(Items listed in a dataset)
---
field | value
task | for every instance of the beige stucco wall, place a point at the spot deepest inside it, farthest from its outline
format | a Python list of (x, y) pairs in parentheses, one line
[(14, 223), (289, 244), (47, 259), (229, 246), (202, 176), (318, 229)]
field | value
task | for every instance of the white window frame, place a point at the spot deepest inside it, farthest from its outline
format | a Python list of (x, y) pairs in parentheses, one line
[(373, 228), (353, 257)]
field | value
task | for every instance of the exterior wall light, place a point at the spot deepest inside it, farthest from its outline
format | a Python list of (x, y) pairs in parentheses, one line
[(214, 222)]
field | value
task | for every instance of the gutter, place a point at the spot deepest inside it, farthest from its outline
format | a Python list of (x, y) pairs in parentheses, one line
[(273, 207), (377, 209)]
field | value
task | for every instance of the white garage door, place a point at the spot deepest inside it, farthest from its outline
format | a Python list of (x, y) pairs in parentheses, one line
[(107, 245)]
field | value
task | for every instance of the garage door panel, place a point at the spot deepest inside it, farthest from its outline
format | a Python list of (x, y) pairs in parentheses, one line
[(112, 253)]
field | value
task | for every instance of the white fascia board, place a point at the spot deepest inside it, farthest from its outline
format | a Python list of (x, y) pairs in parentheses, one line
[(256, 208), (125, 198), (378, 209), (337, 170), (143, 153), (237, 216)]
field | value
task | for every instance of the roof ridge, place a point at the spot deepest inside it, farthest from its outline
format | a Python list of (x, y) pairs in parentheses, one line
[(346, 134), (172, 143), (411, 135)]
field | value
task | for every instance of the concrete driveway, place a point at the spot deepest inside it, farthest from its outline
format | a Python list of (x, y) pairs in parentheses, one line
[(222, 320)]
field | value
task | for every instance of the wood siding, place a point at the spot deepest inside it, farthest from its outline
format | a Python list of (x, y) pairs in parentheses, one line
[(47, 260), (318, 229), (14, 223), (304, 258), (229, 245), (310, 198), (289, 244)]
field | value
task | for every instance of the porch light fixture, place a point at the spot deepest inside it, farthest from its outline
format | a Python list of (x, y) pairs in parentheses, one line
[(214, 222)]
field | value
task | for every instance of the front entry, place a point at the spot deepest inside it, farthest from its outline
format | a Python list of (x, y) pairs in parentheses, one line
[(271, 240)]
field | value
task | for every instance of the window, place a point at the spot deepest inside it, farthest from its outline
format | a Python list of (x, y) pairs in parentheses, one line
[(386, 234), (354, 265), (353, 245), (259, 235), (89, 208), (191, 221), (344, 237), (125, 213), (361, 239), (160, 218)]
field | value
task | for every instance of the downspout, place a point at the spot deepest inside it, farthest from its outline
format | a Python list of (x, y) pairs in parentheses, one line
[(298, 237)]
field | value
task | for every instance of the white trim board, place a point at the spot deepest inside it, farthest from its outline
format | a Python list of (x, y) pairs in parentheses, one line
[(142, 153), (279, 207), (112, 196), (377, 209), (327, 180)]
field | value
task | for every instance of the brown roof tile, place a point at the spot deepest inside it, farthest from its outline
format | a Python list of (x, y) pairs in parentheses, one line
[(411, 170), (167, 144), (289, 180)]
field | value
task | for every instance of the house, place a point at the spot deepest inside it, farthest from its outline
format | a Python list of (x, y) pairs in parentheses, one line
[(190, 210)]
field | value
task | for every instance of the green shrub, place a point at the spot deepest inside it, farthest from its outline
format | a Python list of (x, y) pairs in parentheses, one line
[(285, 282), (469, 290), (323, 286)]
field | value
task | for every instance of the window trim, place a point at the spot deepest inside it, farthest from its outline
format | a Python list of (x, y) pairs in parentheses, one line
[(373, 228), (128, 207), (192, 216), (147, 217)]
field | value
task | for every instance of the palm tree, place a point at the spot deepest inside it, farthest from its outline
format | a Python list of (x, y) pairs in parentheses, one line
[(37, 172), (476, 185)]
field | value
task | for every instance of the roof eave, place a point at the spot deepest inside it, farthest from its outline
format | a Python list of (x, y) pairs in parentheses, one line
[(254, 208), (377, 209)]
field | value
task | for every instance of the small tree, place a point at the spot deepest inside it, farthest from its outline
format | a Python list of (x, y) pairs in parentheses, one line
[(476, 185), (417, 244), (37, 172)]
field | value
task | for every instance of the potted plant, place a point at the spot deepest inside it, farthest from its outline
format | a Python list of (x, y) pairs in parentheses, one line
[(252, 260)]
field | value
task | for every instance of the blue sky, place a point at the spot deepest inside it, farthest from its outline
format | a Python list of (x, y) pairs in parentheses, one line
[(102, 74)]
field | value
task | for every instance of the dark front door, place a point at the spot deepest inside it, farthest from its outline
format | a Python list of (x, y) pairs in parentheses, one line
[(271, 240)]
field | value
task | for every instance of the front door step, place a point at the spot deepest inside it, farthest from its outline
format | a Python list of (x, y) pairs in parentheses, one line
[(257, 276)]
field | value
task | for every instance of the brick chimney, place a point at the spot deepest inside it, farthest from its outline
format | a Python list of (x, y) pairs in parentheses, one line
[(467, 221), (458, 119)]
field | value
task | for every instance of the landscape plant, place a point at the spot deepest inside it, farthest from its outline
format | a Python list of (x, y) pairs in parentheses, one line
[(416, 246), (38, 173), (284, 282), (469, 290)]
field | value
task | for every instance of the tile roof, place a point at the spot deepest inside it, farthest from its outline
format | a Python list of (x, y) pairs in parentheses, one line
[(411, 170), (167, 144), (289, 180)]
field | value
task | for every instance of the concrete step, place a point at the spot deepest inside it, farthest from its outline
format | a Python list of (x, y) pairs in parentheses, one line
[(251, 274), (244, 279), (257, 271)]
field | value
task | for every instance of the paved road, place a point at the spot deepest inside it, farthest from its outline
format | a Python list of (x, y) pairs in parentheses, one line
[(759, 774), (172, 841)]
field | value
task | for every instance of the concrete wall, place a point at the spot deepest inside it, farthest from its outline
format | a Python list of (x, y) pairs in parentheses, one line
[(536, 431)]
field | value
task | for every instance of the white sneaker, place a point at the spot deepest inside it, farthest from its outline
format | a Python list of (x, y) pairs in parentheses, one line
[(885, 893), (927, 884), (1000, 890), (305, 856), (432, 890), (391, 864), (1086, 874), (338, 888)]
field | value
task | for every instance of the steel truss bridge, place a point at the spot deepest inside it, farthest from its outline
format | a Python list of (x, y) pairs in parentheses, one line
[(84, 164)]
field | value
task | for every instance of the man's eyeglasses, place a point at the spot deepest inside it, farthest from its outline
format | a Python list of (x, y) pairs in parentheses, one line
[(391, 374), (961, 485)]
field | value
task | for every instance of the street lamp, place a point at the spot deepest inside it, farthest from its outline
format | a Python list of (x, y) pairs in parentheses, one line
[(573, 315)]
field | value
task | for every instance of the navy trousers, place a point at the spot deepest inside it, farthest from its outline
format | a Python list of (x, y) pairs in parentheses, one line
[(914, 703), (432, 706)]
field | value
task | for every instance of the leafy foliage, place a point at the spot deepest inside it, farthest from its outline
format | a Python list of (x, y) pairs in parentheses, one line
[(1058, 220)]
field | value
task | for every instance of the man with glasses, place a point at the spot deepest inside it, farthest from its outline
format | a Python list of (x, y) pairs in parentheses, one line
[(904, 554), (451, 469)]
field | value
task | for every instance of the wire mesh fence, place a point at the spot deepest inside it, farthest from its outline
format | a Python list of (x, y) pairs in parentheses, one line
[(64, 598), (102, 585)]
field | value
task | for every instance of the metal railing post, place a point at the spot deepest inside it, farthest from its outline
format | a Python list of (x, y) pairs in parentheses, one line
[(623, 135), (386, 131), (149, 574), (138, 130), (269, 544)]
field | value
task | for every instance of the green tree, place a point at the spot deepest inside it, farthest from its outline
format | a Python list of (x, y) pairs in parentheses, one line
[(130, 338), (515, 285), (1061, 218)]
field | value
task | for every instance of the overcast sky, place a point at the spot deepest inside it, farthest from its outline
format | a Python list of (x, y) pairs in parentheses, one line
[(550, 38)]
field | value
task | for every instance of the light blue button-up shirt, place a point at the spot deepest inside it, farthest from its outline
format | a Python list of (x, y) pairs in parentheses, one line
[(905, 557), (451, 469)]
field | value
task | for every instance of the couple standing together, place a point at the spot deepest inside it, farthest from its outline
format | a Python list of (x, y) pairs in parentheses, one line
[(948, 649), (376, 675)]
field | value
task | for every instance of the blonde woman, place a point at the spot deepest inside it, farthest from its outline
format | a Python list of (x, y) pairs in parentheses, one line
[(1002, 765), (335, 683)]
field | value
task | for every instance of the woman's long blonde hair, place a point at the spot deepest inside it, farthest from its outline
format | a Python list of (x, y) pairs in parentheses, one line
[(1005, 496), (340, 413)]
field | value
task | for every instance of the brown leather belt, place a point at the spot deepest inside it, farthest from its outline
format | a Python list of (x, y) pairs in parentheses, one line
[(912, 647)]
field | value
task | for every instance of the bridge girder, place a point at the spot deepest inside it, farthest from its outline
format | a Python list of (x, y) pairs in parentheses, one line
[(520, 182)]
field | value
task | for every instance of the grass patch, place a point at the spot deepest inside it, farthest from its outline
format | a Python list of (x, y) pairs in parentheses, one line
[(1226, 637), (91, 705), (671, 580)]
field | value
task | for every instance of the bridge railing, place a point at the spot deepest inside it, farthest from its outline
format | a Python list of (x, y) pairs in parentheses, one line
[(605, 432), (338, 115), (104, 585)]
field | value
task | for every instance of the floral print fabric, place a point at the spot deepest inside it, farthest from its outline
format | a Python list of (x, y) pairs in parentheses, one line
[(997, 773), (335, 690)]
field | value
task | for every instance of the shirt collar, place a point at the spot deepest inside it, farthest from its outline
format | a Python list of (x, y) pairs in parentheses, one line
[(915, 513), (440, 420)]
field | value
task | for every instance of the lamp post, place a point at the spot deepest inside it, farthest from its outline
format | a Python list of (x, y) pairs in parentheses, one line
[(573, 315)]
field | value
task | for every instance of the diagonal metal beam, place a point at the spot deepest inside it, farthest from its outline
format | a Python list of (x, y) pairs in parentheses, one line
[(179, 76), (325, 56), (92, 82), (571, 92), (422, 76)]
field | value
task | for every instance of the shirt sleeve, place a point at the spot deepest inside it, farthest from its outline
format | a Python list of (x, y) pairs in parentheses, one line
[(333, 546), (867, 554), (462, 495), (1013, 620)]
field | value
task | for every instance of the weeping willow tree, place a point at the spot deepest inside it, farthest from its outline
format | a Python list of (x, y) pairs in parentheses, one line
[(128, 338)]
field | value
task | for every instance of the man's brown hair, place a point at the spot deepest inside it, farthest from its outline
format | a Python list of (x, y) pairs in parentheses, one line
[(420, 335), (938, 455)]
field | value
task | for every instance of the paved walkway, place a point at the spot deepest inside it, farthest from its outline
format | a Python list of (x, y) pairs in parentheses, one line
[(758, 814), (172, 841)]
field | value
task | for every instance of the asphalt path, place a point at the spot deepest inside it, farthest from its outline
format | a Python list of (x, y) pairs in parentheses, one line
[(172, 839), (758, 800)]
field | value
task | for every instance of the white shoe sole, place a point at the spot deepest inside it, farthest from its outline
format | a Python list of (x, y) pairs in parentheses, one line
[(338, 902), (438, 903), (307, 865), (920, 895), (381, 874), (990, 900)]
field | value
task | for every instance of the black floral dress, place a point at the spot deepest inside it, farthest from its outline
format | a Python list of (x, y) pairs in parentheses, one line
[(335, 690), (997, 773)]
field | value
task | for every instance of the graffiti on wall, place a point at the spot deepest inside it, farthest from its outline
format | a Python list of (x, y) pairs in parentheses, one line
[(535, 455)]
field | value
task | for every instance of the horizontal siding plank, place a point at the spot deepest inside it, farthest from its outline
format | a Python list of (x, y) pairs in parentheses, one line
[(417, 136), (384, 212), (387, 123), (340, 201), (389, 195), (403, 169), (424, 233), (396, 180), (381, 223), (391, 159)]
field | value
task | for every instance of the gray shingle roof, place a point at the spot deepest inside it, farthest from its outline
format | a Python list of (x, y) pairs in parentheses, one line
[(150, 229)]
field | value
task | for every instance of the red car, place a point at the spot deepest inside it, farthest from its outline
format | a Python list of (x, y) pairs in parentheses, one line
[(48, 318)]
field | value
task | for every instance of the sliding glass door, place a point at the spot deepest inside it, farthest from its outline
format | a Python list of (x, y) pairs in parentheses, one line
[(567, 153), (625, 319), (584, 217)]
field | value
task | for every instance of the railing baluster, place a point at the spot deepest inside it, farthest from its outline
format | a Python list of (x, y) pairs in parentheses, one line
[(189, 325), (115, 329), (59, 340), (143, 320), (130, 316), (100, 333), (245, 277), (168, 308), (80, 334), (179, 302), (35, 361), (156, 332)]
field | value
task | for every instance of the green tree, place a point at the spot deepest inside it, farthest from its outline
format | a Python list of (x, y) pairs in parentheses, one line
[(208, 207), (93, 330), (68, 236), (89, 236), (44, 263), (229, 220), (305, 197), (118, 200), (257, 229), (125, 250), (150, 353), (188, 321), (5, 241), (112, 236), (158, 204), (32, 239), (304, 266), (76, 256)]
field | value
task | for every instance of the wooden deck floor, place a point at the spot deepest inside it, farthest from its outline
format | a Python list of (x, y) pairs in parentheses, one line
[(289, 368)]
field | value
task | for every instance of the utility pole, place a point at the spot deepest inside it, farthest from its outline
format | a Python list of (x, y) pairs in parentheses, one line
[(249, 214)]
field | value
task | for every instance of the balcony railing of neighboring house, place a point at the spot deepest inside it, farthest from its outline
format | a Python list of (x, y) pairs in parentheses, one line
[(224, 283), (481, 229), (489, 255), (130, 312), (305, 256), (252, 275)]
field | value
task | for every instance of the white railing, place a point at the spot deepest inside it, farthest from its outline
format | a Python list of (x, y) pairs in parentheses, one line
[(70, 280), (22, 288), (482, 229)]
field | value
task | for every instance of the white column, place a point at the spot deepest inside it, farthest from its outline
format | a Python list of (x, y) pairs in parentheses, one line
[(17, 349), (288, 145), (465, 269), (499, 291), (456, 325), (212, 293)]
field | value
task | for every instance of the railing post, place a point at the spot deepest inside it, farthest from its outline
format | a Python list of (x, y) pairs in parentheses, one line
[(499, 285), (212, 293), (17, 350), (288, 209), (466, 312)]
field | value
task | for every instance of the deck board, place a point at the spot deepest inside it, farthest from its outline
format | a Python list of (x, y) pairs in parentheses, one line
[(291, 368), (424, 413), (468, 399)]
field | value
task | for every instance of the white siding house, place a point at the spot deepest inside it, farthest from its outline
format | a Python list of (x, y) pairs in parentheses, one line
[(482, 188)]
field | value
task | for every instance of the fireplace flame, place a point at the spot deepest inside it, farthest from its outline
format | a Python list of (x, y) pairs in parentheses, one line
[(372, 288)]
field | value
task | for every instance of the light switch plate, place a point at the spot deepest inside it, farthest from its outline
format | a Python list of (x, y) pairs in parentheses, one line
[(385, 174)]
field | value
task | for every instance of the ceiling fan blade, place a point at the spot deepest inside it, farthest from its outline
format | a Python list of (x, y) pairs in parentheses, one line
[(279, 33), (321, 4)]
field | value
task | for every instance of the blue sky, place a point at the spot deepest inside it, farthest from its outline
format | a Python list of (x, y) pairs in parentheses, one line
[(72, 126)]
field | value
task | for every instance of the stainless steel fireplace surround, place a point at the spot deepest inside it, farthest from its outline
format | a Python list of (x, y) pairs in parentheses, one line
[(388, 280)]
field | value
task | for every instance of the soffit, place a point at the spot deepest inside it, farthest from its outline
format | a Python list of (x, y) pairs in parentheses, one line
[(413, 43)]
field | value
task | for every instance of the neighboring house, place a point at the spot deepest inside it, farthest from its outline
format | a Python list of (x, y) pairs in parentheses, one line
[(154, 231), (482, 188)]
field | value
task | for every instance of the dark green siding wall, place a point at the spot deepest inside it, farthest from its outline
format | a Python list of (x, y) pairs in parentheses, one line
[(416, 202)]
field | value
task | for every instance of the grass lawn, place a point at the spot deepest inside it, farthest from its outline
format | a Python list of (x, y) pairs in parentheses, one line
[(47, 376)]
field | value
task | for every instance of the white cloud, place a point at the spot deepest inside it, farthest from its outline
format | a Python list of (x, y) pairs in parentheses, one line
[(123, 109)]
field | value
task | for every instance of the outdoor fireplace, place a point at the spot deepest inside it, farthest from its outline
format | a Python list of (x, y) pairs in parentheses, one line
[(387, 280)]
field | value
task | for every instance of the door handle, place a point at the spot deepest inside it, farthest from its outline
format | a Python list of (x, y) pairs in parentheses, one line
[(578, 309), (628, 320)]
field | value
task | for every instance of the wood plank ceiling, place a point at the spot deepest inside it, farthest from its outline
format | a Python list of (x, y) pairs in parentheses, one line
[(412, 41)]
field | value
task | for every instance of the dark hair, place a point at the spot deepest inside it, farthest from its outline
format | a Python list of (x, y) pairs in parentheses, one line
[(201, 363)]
---
* Exercise details
A bare number is expected: how many lines above contain the word "bridge"?

* Answer box
3